*Passage to read*

    • Show All
    • Thanks for the encouraging words! Since I have personally never dated, and I always see men chasing women and women 'picking' the best among them, I thought men always need to compete with each other and woman selects whoever she deems the best.

      It's refreshing to know that it isn't a competition!

    • You are most welcome.
      There are no rules to dating really. If you look like fun women may approach you on their own.
      Pick on hints and smile a lot.
      Good luck!

Most Helpful Guy

  • You said that you were "off meds".
    Has the treating psychiatrist determined that you no longer require medication, or have you made this decision by yourself?
    If you have made the decision by yourself, that is a very, very bad idea.
    If you visit the US Food and Drug Administration medical trial database www.pubmed.com and search for 'omega 3 depression', or 'fish oil depression' you will find that there is strong clinical evidence that a dose of 8,000mg (or more) per day of fish oil will reduce the symptoms of mild to moderate depression considerably.
    I have severe depression combined with PTSD and I have found that fish oil helps that, too.
    Exercise. You need to be in shape to be attractive to a woman. A lot of exercise is also good for depression, because it causes the release of endorphins.
    My chosen exercise is Shotokan karate. As well as becoming fit, flexible and trim, it is also useful to know how to take care of yourself.
    To be successful with women, you need to have some social skills. Reading between the lines of your post, I suspect that you may be challenged in that area.
    Here is a reading list:
    1. How to win friends and influence people, by Dale Carnegie
    2. Skill with people, by Les Giblin
    3. People smart (multiple authors)

*Extracted data*
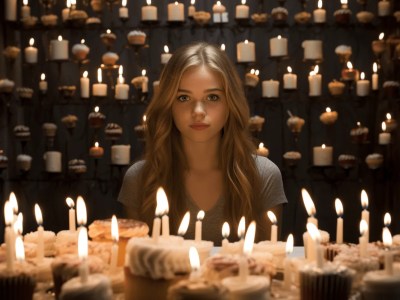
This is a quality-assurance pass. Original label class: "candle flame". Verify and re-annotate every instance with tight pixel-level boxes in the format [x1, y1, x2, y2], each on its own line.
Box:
[382, 227, 393, 248]
[360, 220, 368, 235]
[35, 203, 43, 226]
[111, 215, 119, 243]
[301, 188, 316, 217]
[178, 212, 190, 236]
[15, 236, 25, 262]
[285, 234, 294, 255]
[189, 246, 200, 272]
[243, 221, 256, 255]
[78, 227, 88, 260]
[222, 222, 231, 239]
[267, 210, 277, 225]
[65, 197, 75, 208]
[238, 216, 246, 239]
[361, 190, 368, 209]
[76, 196, 87, 226]
[383, 213, 392, 227]
[335, 198, 343, 217]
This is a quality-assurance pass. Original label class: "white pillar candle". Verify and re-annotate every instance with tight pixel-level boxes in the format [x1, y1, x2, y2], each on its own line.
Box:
[262, 79, 279, 98]
[356, 72, 369, 97]
[5, 0, 17, 21]
[283, 67, 297, 90]
[269, 35, 287, 57]
[313, 144, 333, 167]
[236, 0, 249, 19]
[308, 66, 322, 97]
[92, 68, 107, 97]
[39, 73, 48, 93]
[79, 71, 90, 98]
[50, 35, 68, 60]
[236, 40, 256, 62]
[313, 0, 326, 24]
[168, 1, 185, 22]
[379, 122, 392, 145]
[111, 145, 131, 165]
[24, 38, 38, 64]
[142, 0, 158, 21]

*Task directions*
In the dating advice thread, what exercise does the "Most Helpful Guy" reply name as its writer's chosen exercise?

*Solution*
Shotokan karate.